**Your goal:** Count the lines in the entries below that contain the string "mark", treating uppercase and lowercase as different. Give only the number.
[BEGIN Information shown]
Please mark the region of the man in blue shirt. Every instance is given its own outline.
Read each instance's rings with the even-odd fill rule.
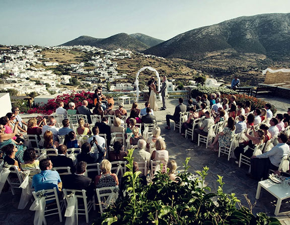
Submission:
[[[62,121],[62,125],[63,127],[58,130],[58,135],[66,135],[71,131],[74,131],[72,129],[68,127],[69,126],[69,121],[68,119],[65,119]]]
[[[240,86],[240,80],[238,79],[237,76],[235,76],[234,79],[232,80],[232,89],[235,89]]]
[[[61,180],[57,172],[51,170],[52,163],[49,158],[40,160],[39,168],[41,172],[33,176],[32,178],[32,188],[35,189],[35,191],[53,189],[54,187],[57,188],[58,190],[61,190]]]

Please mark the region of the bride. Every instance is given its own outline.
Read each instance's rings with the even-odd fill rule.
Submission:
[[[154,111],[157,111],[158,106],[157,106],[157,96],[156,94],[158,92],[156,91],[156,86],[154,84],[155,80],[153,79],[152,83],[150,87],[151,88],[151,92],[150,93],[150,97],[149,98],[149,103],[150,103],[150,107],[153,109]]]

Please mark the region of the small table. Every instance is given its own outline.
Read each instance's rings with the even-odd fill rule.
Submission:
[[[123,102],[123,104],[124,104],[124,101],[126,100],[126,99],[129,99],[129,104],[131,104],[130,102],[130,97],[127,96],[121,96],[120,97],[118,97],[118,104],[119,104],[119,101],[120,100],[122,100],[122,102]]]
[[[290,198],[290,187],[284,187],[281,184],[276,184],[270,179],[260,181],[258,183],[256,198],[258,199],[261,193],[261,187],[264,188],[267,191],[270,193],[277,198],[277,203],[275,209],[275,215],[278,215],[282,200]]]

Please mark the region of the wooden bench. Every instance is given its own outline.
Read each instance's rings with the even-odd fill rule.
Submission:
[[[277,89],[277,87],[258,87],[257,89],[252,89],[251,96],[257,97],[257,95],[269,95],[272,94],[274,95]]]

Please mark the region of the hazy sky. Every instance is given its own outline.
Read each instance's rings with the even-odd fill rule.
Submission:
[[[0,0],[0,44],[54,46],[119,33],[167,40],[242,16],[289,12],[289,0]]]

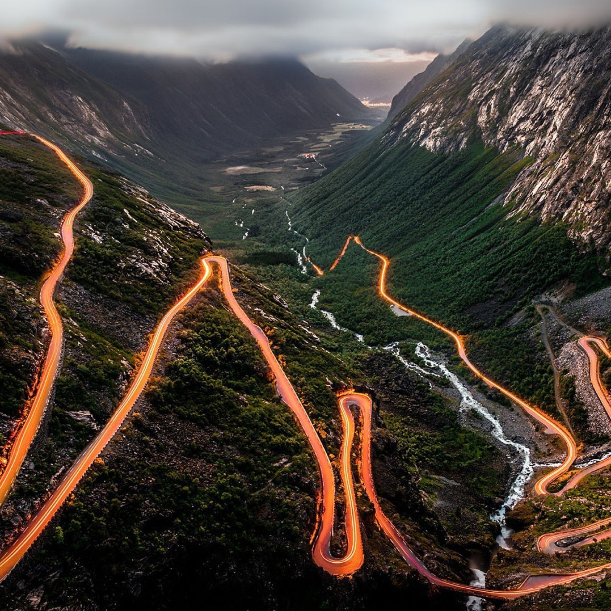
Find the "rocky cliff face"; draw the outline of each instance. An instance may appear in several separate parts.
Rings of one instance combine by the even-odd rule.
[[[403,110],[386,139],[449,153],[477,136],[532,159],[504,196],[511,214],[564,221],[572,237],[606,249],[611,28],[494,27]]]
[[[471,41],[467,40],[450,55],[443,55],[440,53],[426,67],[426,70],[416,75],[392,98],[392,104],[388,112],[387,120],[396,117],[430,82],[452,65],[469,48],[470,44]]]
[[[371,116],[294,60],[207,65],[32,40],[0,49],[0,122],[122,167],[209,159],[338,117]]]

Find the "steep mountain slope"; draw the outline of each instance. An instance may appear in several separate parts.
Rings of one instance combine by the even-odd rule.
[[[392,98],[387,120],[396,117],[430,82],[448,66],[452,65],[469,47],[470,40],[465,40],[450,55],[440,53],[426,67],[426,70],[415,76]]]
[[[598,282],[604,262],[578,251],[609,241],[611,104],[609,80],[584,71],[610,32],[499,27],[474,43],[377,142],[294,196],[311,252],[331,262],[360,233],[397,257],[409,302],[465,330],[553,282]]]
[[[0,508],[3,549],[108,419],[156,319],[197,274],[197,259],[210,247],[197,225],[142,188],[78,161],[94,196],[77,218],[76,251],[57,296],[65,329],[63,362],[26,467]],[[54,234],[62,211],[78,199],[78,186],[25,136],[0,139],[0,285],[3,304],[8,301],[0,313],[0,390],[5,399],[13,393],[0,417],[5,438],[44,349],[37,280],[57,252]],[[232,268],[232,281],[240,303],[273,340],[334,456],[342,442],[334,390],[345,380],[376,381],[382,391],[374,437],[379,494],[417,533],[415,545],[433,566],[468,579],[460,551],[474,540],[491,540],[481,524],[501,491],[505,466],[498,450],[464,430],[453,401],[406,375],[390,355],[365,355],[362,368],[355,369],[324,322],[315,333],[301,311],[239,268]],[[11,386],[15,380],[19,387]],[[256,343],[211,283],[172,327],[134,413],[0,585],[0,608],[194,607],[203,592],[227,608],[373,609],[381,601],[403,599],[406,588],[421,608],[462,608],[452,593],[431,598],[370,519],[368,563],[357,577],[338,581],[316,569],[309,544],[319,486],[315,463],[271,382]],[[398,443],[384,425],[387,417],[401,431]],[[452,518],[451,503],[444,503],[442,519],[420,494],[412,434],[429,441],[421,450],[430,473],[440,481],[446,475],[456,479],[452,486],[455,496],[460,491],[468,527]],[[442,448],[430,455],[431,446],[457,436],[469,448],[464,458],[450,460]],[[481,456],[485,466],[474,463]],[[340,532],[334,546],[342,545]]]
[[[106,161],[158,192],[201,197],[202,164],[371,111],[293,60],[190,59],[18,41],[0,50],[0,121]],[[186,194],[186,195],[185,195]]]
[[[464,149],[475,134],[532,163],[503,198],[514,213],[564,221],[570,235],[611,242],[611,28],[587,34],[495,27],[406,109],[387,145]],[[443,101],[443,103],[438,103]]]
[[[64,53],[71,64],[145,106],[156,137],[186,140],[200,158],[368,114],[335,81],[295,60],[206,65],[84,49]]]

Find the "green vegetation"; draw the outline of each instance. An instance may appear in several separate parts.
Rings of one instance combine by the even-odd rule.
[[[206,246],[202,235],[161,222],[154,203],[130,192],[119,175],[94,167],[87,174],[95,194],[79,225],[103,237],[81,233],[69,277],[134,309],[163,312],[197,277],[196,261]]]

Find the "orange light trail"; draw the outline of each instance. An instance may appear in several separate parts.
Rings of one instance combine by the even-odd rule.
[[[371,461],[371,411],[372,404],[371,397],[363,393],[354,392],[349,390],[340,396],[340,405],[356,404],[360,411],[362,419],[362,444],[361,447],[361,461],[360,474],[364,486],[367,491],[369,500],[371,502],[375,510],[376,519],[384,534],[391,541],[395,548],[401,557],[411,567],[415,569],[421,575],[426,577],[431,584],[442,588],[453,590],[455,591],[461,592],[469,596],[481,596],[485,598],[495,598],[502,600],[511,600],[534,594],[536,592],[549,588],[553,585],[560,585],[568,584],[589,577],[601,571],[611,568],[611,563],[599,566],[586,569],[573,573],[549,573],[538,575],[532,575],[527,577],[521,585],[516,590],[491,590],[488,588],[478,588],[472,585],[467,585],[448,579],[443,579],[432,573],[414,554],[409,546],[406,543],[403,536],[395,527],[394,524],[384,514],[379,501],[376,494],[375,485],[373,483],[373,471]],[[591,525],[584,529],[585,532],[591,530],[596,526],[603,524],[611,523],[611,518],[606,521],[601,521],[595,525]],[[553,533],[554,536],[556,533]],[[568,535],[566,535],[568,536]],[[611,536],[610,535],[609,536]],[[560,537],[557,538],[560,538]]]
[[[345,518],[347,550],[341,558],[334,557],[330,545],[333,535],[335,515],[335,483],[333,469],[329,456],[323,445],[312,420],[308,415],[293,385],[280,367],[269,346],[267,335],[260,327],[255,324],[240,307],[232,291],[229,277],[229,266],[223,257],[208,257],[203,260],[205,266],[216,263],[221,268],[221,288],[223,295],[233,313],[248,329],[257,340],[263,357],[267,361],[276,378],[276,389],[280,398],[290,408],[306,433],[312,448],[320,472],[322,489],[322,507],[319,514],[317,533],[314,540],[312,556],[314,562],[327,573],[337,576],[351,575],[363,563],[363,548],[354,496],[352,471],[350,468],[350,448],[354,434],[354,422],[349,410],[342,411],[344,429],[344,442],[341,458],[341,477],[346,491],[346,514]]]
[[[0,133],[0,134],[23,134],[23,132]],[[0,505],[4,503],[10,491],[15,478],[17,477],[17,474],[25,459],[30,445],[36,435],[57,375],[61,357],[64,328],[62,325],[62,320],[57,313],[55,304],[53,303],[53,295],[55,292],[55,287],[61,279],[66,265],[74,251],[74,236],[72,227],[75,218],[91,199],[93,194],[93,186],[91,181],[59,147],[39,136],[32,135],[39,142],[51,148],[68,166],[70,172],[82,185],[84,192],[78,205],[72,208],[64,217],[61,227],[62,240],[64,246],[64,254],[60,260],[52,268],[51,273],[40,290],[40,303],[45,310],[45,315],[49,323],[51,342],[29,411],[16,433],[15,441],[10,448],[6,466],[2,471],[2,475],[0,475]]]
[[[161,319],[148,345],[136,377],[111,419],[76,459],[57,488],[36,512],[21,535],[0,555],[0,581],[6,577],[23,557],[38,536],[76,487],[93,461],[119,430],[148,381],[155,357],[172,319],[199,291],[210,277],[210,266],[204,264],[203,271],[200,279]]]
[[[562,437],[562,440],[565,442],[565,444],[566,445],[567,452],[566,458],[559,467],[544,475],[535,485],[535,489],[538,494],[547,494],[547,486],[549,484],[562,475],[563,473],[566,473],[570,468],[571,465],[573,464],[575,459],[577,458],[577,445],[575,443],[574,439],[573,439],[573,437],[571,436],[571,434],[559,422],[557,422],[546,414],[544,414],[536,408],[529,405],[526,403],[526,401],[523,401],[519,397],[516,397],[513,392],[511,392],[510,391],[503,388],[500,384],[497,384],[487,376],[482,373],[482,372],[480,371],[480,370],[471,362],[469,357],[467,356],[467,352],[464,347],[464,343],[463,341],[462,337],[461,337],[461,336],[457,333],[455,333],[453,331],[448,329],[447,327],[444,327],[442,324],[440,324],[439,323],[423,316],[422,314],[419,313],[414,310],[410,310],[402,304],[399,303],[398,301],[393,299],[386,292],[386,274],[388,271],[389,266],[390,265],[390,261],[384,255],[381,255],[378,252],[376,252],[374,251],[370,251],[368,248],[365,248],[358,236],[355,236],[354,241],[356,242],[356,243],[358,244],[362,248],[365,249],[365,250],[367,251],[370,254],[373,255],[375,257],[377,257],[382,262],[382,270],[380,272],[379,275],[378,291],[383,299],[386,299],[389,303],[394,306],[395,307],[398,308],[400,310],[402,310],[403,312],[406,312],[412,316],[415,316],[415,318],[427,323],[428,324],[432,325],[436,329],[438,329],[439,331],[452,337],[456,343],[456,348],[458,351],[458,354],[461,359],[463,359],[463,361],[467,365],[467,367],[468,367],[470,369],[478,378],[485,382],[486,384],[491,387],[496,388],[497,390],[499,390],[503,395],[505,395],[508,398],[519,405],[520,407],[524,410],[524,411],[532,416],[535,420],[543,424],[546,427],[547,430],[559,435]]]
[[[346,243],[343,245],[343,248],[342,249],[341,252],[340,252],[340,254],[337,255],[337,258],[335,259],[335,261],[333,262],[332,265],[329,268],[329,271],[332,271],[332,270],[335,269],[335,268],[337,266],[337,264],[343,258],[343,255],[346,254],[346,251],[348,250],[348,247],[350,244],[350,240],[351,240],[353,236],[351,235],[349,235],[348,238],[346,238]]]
[END Information shown]
[BEGIN Information shown]
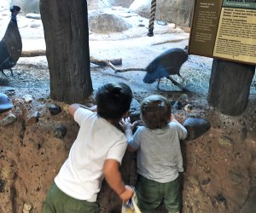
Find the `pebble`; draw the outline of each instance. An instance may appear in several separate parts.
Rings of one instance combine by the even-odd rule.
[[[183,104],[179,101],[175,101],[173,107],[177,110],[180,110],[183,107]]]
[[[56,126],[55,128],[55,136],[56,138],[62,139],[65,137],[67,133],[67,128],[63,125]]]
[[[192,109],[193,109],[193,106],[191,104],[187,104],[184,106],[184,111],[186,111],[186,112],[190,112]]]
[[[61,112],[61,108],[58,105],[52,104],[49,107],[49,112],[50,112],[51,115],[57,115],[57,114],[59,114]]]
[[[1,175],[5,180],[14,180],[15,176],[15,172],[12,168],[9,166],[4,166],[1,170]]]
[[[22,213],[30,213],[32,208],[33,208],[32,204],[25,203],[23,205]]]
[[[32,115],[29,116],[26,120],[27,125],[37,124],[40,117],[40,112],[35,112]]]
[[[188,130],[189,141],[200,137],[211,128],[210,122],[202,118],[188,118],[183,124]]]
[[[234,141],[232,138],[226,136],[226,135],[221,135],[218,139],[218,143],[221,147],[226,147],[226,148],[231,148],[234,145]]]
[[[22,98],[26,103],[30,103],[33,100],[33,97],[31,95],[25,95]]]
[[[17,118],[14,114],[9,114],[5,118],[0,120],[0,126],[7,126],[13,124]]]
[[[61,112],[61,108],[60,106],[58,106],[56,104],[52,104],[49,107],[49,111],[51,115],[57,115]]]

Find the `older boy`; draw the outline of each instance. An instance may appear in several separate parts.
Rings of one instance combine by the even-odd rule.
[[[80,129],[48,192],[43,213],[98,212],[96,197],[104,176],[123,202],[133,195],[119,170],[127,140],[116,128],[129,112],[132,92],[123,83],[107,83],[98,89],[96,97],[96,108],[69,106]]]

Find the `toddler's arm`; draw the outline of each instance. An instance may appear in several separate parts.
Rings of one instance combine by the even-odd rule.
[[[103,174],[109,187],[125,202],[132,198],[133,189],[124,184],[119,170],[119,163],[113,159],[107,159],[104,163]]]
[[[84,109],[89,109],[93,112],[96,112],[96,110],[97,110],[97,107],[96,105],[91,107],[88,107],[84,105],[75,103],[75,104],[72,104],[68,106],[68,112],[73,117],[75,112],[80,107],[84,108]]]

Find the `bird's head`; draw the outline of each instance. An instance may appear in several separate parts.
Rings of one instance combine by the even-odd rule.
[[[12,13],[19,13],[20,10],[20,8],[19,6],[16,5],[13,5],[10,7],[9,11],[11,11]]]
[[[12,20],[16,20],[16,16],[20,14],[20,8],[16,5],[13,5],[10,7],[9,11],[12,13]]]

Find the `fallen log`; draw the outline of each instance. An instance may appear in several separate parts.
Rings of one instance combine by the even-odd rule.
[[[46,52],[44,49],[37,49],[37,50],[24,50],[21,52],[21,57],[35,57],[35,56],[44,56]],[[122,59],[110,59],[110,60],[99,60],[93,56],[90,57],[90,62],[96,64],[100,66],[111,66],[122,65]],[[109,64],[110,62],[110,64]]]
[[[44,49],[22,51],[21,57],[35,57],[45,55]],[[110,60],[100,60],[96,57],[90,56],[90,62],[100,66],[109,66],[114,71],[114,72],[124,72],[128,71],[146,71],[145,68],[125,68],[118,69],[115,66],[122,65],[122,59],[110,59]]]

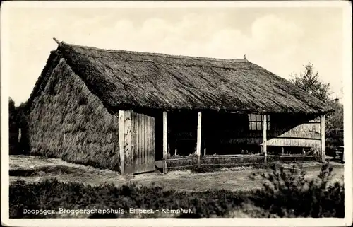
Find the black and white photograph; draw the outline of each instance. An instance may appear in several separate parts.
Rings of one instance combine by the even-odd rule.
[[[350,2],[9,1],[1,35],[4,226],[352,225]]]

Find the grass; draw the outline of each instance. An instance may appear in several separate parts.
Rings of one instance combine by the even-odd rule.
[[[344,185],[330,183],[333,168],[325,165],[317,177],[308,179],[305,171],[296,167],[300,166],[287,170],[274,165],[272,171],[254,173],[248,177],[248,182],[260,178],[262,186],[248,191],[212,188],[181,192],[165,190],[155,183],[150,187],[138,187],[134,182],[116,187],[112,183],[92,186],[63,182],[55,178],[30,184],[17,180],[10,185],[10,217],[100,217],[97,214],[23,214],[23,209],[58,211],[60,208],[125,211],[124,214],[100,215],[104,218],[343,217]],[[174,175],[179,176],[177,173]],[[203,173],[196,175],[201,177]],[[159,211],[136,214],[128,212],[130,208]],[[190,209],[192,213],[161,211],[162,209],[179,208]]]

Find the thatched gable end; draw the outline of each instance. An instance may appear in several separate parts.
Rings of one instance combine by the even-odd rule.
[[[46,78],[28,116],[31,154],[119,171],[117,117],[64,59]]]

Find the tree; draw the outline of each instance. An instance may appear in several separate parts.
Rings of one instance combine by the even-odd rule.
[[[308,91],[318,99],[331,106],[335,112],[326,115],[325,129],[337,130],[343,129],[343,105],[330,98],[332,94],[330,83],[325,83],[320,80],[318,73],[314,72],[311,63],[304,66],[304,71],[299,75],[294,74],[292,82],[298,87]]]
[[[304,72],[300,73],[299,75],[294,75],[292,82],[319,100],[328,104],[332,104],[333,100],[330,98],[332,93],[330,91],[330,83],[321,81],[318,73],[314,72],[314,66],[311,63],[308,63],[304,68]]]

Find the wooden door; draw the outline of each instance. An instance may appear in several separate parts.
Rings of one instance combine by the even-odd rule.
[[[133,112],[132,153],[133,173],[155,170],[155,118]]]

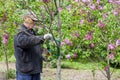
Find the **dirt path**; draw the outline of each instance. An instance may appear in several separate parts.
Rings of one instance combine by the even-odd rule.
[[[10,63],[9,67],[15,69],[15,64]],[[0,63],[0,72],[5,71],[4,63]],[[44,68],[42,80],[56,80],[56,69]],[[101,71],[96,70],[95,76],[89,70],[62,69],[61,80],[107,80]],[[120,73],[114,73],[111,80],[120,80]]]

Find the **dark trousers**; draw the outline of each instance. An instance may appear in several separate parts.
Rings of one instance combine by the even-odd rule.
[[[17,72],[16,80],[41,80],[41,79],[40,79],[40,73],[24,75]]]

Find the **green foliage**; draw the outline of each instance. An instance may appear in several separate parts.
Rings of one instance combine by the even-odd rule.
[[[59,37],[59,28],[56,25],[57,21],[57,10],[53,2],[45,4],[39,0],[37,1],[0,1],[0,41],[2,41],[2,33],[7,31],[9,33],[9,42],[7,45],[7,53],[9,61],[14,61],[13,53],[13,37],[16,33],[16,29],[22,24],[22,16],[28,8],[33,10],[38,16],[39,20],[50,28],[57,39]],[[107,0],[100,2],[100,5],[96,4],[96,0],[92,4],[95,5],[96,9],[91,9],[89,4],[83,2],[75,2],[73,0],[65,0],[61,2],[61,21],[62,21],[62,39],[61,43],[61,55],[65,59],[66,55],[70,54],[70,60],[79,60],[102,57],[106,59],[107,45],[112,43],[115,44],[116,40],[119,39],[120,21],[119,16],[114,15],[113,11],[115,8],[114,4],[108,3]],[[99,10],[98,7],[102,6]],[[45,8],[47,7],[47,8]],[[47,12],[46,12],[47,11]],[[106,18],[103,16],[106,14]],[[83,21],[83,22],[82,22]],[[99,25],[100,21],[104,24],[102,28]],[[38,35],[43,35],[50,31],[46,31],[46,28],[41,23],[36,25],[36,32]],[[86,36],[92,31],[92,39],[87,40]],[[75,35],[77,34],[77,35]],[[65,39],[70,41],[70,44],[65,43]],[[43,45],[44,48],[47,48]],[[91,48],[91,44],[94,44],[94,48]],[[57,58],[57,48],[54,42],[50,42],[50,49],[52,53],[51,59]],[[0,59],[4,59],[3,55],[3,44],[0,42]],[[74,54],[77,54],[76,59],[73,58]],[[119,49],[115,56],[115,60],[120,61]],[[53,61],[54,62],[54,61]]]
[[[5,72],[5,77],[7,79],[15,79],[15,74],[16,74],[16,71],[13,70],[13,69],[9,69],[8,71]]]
[END Information shown]
[BEGIN Information shown]
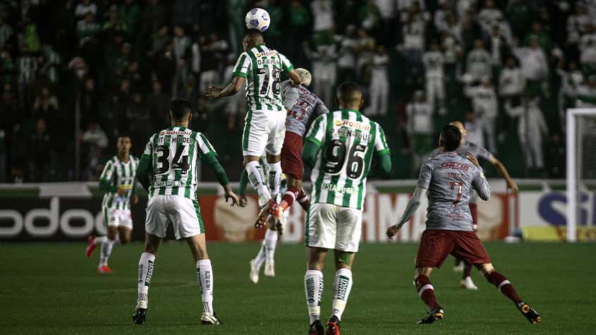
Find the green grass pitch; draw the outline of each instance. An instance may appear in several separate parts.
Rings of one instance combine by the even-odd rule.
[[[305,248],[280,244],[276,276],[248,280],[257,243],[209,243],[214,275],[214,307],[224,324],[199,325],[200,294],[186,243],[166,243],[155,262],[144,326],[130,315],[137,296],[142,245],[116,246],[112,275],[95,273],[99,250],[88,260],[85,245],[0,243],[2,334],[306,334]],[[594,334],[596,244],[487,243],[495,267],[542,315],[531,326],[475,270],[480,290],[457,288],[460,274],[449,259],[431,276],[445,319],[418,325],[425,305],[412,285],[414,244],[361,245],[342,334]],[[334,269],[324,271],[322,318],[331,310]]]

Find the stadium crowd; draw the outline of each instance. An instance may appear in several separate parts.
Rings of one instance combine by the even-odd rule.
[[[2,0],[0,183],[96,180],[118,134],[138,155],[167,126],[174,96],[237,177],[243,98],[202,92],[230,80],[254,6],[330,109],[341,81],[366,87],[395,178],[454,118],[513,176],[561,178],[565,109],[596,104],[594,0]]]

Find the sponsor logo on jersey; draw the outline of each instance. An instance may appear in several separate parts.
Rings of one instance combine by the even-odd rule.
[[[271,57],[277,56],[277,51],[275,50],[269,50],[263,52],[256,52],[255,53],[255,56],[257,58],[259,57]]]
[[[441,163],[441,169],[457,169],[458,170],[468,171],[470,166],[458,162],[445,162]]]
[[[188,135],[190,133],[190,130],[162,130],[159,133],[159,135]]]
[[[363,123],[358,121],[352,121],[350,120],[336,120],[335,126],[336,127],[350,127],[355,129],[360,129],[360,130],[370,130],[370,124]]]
[END Information shown]
**Response to this exercise:** 5